_TASK OBJECTIVE_
Reproduce every line of the data below without changing anything.

_Point placement records_
####

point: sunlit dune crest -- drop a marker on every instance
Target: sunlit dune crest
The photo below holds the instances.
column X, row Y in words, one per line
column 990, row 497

####

_COMPLETED EXERCISE_
point: sunlit dune crest -- drop a marker on every instance
Target: sunlit dune crest
The photo below holds the instances.
column X, row Y in words, one per line
column 990, row 497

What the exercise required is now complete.